§ Part of a data file:

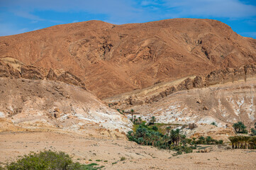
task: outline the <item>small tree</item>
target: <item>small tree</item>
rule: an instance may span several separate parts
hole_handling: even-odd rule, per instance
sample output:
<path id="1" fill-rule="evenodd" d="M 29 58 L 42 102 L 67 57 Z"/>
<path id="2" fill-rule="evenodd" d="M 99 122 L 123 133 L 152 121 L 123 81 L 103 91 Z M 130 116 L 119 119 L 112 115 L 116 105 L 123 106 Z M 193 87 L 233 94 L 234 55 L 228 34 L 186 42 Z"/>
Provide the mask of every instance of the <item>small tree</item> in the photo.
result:
<path id="1" fill-rule="evenodd" d="M 155 121 L 156 121 L 155 117 L 155 116 L 152 116 L 150 123 L 152 123 L 152 125 L 154 125 L 155 123 Z"/>
<path id="2" fill-rule="evenodd" d="M 132 115 L 132 122 L 133 122 L 133 114 L 134 114 L 134 110 L 133 109 L 130 110 L 130 113 Z"/>
<path id="3" fill-rule="evenodd" d="M 167 126 L 165 129 L 166 130 L 166 133 L 167 135 L 169 135 L 169 130 L 171 130 L 171 127 L 170 126 Z"/>

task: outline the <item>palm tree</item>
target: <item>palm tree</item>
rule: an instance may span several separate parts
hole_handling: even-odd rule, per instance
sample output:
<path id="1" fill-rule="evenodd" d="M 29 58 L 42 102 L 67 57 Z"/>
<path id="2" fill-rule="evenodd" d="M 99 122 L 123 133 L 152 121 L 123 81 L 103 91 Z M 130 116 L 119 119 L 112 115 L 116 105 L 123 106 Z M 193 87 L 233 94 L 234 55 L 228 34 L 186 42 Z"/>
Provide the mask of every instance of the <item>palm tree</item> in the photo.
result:
<path id="1" fill-rule="evenodd" d="M 167 126 L 167 128 L 166 128 L 166 129 L 165 129 L 165 130 L 166 130 L 166 134 L 167 135 L 169 135 L 169 130 L 171 130 L 171 127 L 170 126 Z"/>
<path id="2" fill-rule="evenodd" d="M 143 120 L 141 119 L 140 117 L 139 117 L 139 123 L 141 124 L 142 122 L 143 122 Z"/>
<path id="3" fill-rule="evenodd" d="M 132 122 L 133 122 L 133 113 L 134 113 L 134 110 L 133 110 L 133 109 L 131 109 L 131 110 L 130 110 L 130 113 L 131 113 L 131 115 L 132 115 Z"/>
<path id="4" fill-rule="evenodd" d="M 151 117 L 151 120 L 150 120 L 150 122 L 152 123 L 152 124 L 154 125 L 155 121 L 156 121 L 156 119 L 155 119 L 155 116 L 152 116 L 152 117 Z"/>
<path id="5" fill-rule="evenodd" d="M 238 123 L 235 123 L 233 125 L 233 128 L 234 128 L 235 132 L 238 132 L 238 129 L 239 129 L 239 125 Z"/>

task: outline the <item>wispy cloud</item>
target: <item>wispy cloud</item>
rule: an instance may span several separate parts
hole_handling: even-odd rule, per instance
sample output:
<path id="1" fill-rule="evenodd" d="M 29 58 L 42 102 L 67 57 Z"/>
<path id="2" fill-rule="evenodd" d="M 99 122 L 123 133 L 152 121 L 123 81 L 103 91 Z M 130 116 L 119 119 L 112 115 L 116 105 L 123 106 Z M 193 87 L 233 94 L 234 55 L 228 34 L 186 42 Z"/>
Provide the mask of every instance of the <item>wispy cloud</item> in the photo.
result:
<path id="1" fill-rule="evenodd" d="M 176 9 L 180 16 L 242 18 L 256 16 L 255 6 L 238 0 L 165 0 L 165 5 Z"/>
<path id="2" fill-rule="evenodd" d="M 6 36 L 14 34 L 23 33 L 28 31 L 28 28 L 17 28 L 13 24 L 0 23 L 0 36 Z"/>

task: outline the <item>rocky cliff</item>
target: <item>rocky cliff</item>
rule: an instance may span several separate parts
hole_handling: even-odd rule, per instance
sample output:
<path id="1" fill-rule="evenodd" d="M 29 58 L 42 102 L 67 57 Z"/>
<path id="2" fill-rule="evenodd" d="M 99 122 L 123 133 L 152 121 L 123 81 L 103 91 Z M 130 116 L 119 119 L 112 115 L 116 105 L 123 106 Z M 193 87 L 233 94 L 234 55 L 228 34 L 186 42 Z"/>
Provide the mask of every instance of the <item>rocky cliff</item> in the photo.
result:
<path id="1" fill-rule="evenodd" d="M 158 82 L 204 77 L 214 70 L 255 63 L 256 40 L 214 20 L 124 25 L 91 21 L 0 37 L 0 58 L 8 57 L 48 71 L 68 71 L 106 98 Z"/>

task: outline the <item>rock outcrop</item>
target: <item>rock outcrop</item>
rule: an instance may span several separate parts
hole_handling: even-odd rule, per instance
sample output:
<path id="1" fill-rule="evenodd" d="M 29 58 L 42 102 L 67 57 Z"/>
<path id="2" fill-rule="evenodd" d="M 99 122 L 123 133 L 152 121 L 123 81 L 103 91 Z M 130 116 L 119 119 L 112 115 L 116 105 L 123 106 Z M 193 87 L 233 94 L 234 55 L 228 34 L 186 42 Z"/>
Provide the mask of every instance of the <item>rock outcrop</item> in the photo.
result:
<path id="1" fill-rule="evenodd" d="M 33 66 L 21 65 L 19 69 L 14 69 L 11 64 L 0 60 L 0 77 L 9 77 L 12 79 L 28 79 L 33 80 L 48 79 L 65 82 L 81 86 L 84 89 L 85 84 L 77 76 L 69 72 L 60 72 L 52 69 L 47 69 Z"/>
<path id="2" fill-rule="evenodd" d="M 48 72 L 50 68 L 69 71 L 99 98 L 106 99 L 182 77 L 189 79 L 175 86 L 177 91 L 201 88 L 204 83 L 209 86 L 236 81 L 244 77 L 245 68 L 233 72 L 234 68 L 256 62 L 256 40 L 208 19 L 124 25 L 91 21 L 0 37 L 0 58 L 6 57 Z M 23 71 L 25 74 L 30 69 Z M 212 72 L 204 82 L 199 77 L 191 78 L 198 75 L 204 79 L 214 70 L 223 71 Z M 247 76 L 250 71 L 251 67 L 246 68 Z M 30 78 L 43 78 L 35 72 L 33 76 Z M 67 76 L 70 78 L 67 74 L 62 79 L 67 81 Z M 79 84 L 71 79 L 72 84 Z M 159 101 L 162 95 L 148 101 Z"/>
<path id="3" fill-rule="evenodd" d="M 111 102 L 111 98 L 106 99 L 105 101 L 116 106 L 117 108 L 126 108 L 129 107 L 129 105 L 131 106 L 157 102 L 177 91 L 234 83 L 235 81 L 246 81 L 247 79 L 256 79 L 256 64 L 247 64 L 233 69 L 227 68 L 216 70 L 205 76 L 196 76 L 194 78 L 187 78 L 175 85 L 165 86 L 164 89 L 160 91 L 157 90 L 155 92 L 150 91 L 150 93 L 147 94 L 142 89 L 140 94 L 137 96 L 134 96 L 132 94 L 133 93 L 130 93 L 131 96 L 121 97 L 120 100 L 116 99 L 114 103 Z M 153 88 L 155 87 L 153 86 Z M 125 99 L 123 99 L 123 98 Z M 205 106 L 203 109 L 208 110 L 208 108 Z"/>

§ Stated task:
Rewrite every line of the items above as a numbered list, dropping blank lines and leaving out the pictures.

§ Solution for this exercise:
1. task: outline the <item>small tree</item>
2. target: <item>small tree</item>
3. rule: an instance may span several separate parts
4. hole_handling: even-odd rule, per instance
5. sample output:
6. <path id="1" fill-rule="evenodd" d="M 29 58 L 42 102 L 67 57 Z"/>
7. <path id="2" fill-rule="evenodd" d="M 99 122 L 123 133 L 152 121 L 123 81 L 103 91 Z M 130 116 L 119 119 L 112 115 L 116 105 L 123 106 Z M 193 87 L 233 94 L 234 55 L 228 34 L 186 42 Z"/>
8. Provide the mask of every instance of the <item>small tree</item> in the photo.
9. result:
10. <path id="1" fill-rule="evenodd" d="M 155 121 L 156 121 L 155 117 L 155 116 L 152 116 L 150 123 L 152 123 L 152 125 L 154 125 L 155 123 Z"/>
11. <path id="2" fill-rule="evenodd" d="M 132 115 L 132 122 L 133 122 L 133 114 L 134 114 L 134 110 L 133 109 L 130 110 L 130 113 Z"/>
12. <path id="3" fill-rule="evenodd" d="M 167 126 L 165 129 L 166 130 L 166 133 L 167 135 L 169 135 L 169 130 L 171 130 L 171 127 L 170 126 Z"/>
13. task: outline the <item>palm tree</item>
14. target: <item>palm tree</item>
15. rule: an instance may span several separate parts
16. hole_handling: even-odd rule, per instance
17. sample output:
18. <path id="1" fill-rule="evenodd" d="M 29 58 L 42 102 L 67 57 Z"/>
19. <path id="2" fill-rule="evenodd" d="M 99 122 L 123 133 L 152 121 L 123 81 L 103 91 Z M 130 116 L 119 119 L 112 115 L 116 105 L 123 106 Z M 193 87 L 233 94 L 234 55 L 228 34 L 186 42 Z"/>
20. Provide the mask of every instance of the <item>palm tree</item> in the photo.
21. result:
22. <path id="1" fill-rule="evenodd" d="M 167 126 L 167 128 L 166 128 L 166 129 L 165 129 L 165 130 L 166 130 L 166 134 L 167 135 L 169 135 L 169 130 L 171 130 L 171 127 L 170 126 Z"/>
23. <path id="2" fill-rule="evenodd" d="M 143 120 L 141 119 L 140 117 L 139 117 L 139 123 L 141 124 L 142 122 L 143 122 Z"/>
24. <path id="3" fill-rule="evenodd" d="M 132 122 L 133 122 L 133 113 L 134 113 L 134 110 L 133 110 L 133 109 L 131 109 L 131 110 L 130 110 L 130 113 L 131 113 L 131 115 L 132 115 Z"/>
25. <path id="4" fill-rule="evenodd" d="M 151 117 L 151 120 L 150 120 L 150 122 L 152 123 L 152 124 L 154 125 L 155 121 L 156 121 L 156 119 L 155 119 L 155 116 L 152 116 L 152 117 Z"/>
26. <path id="5" fill-rule="evenodd" d="M 238 123 L 235 123 L 233 125 L 233 128 L 234 128 L 235 132 L 238 132 L 238 129 L 239 129 L 239 125 Z"/>
27. task: outline the <item>wispy cloud</item>
28. target: <item>wispy cloud</item>
29. rule: an instance may span several separate parts
30. hole_handling: even-odd rule, per instance
31. sample output:
32. <path id="1" fill-rule="evenodd" d="M 29 58 L 42 102 L 67 57 Z"/>
33. <path id="2" fill-rule="evenodd" d="M 99 122 L 123 133 L 152 121 L 123 81 L 103 91 Z M 130 116 L 119 119 L 112 115 L 116 105 L 123 106 Z M 193 87 L 233 94 L 234 55 L 228 34 L 186 42 Z"/>
34. Provide the mask of every instance of the <item>wispy cloud</item> in the photo.
35. result:
36. <path id="1" fill-rule="evenodd" d="M 176 9 L 180 16 L 242 18 L 256 16 L 255 6 L 238 0 L 165 0 L 165 5 Z"/>
37. <path id="2" fill-rule="evenodd" d="M 6 36 L 14 34 L 23 33 L 28 31 L 28 28 L 17 28 L 13 24 L 0 23 L 0 36 Z"/>
38. task: outline the <item>rocky cliff</item>
39. target: <item>rocky cliff</item>
40. rule: an instance may span several separate parts
41. hole_handling: even-odd rule, per instance
42. sample output:
43. <path id="1" fill-rule="evenodd" d="M 29 58 L 42 102 L 67 57 Z"/>
44. <path id="2" fill-rule="evenodd" d="M 99 122 L 123 133 L 152 121 L 123 81 L 103 91 Z M 130 116 L 119 119 L 112 115 L 116 105 L 123 106 Z M 193 87 L 233 94 L 234 55 L 228 34 L 186 42 Z"/>
45. Provide the mask of every instance of the <item>rocky cliff</item> in the photo.
46. result:
47. <path id="1" fill-rule="evenodd" d="M 158 82 L 204 77 L 214 70 L 255 63 L 256 40 L 214 20 L 124 25 L 91 21 L 0 37 L 0 58 L 8 57 L 48 71 L 68 71 L 106 98 Z"/>
48. task: outline the <item>rock outcrop</item>
49. target: <item>rock outcrop</item>
50. rule: an instance may span several separate parts
51. hole_handling: even-odd rule, per instance
52. sample output:
53. <path id="1" fill-rule="evenodd" d="M 29 58 L 42 102 L 67 57 Z"/>
54. <path id="2" fill-rule="evenodd" d="M 99 122 L 123 133 L 152 121 L 123 81 L 103 91 Z M 130 116 L 119 119 L 112 115 L 116 105 L 123 106 Z M 193 87 L 233 94 L 234 55 L 228 34 L 186 42 Z"/>
55. Provide the mask of every instance of the <item>rock outcrop</item> in the photo.
56. result:
57. <path id="1" fill-rule="evenodd" d="M 33 66 L 21 65 L 19 69 L 14 69 L 11 64 L 0 60 L 0 77 L 9 77 L 12 79 L 28 79 L 33 80 L 48 79 L 65 82 L 81 86 L 84 89 L 85 84 L 77 76 L 69 72 L 60 72 L 52 69 L 47 69 Z"/>
58. <path id="2" fill-rule="evenodd" d="M 48 72 L 50 68 L 69 71 L 99 98 L 106 99 L 182 77 L 189 79 L 175 86 L 177 91 L 201 88 L 204 83 L 209 86 L 236 81 L 244 77 L 245 68 L 233 72 L 234 68 L 256 62 L 256 40 L 208 19 L 124 25 L 91 21 L 0 37 L 0 58 L 6 57 Z M 23 71 L 25 74 L 30 69 Z M 212 72 L 204 82 L 199 77 L 191 78 L 198 75 L 204 79 L 214 70 L 223 71 Z M 247 76 L 250 71 L 251 67 L 246 68 Z M 30 78 L 43 78 L 35 72 L 33 76 Z M 67 76 L 70 78 L 67 74 L 62 79 L 67 81 Z M 79 84 L 71 79 L 72 84 Z M 159 101 L 162 95 L 148 101 Z"/>
59. <path id="3" fill-rule="evenodd" d="M 111 102 L 111 98 L 106 99 L 105 101 L 116 106 L 117 108 L 126 108 L 129 107 L 129 105 L 131 106 L 157 102 L 177 91 L 234 83 L 235 81 L 246 81 L 247 79 L 256 79 L 256 64 L 247 64 L 233 69 L 227 68 L 216 70 L 205 76 L 196 76 L 194 78 L 187 78 L 175 85 L 165 86 L 164 89 L 160 91 L 157 90 L 155 92 L 150 91 L 150 93 L 147 94 L 142 89 L 140 94 L 137 96 L 134 96 L 132 94 L 133 93 L 130 93 L 131 96 L 121 97 L 120 100 L 116 99 L 114 103 Z M 153 88 L 155 87 L 153 86 Z M 125 99 L 123 99 L 123 98 Z M 205 106 L 203 109 L 208 110 L 208 108 Z"/>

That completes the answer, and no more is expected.